TASK BRIEF -> Extract from the listing each line in which the word "cloud" appears.

LISTED ENTRIES ->
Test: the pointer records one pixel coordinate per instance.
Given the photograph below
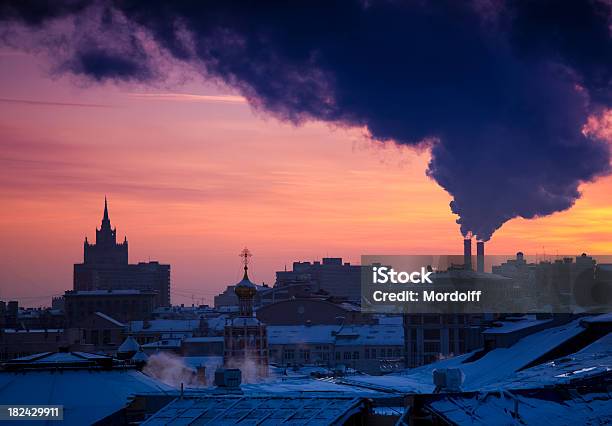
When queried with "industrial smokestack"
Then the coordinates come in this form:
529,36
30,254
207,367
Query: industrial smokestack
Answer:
480,256
467,254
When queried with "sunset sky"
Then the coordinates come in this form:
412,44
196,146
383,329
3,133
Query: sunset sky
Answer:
193,174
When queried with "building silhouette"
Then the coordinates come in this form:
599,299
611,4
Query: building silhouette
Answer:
105,267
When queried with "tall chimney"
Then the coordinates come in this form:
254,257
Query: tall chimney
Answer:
467,254
480,256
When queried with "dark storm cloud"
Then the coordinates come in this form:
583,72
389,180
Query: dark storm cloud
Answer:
500,89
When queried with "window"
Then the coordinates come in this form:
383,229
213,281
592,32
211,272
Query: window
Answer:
431,347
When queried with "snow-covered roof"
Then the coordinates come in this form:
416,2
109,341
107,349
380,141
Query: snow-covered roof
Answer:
110,319
375,334
140,356
58,358
107,292
300,334
34,330
494,367
87,395
244,321
545,407
129,345
268,409
155,326
594,360
163,344
503,327
598,319
205,339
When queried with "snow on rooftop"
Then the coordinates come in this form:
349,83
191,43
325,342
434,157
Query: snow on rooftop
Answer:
204,339
106,292
603,318
376,334
129,345
267,410
166,325
495,366
525,322
110,319
593,360
510,409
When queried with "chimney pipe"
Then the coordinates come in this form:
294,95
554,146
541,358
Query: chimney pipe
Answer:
467,254
480,256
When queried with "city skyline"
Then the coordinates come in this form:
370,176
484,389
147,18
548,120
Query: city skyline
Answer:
304,200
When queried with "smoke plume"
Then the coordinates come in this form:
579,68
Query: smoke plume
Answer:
500,90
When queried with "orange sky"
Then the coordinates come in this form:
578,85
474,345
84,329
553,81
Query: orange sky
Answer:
193,179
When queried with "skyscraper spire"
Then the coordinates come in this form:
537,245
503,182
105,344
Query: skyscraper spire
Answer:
105,227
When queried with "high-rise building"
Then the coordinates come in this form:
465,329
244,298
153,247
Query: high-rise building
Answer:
105,267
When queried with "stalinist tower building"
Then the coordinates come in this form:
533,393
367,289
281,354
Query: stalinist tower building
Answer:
105,266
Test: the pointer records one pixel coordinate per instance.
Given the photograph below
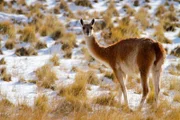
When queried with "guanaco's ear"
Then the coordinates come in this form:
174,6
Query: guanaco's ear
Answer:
92,22
81,21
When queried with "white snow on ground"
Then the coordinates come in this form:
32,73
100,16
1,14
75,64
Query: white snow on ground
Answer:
24,67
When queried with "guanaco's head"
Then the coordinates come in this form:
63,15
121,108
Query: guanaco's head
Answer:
87,28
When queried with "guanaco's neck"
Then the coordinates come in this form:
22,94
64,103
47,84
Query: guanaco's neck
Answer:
95,50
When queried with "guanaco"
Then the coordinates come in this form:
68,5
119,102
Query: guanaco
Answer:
130,57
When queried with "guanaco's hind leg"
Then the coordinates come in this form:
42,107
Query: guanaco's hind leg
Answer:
119,75
156,72
144,80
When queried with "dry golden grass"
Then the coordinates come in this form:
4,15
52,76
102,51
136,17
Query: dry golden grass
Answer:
25,51
108,100
46,76
55,60
160,10
130,11
91,77
142,16
4,75
68,43
112,9
41,103
85,3
2,61
77,90
10,43
40,45
177,97
28,34
136,3
54,28
6,27
63,5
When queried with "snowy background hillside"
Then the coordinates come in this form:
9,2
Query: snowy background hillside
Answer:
43,56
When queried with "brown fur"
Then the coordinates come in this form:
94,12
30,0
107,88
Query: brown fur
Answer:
133,55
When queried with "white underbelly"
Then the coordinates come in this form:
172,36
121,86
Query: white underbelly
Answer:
130,69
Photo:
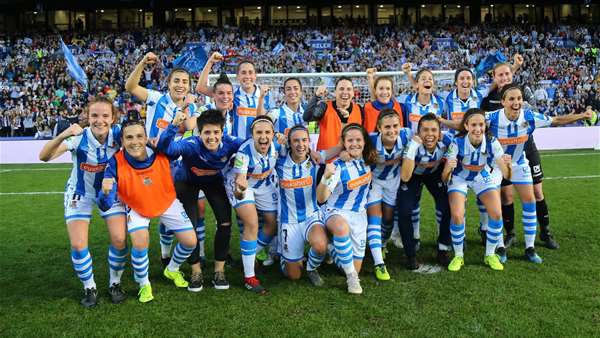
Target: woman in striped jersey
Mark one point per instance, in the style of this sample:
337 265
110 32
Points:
134 174
91 148
475 160
251 185
513 125
389 142
344 187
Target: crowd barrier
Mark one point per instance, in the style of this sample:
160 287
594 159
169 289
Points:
545 139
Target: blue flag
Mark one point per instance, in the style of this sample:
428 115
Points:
193 58
488 62
278 48
73 67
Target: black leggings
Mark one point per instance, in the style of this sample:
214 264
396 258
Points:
214 190
409 195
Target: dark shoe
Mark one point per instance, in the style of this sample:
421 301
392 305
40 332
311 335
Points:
116 293
253 284
548 240
196 282
219 281
412 263
90 299
509 240
443 258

FINISHED EXERCISE ->
When queried with "dark storm cloud"
Query: dark storm cloud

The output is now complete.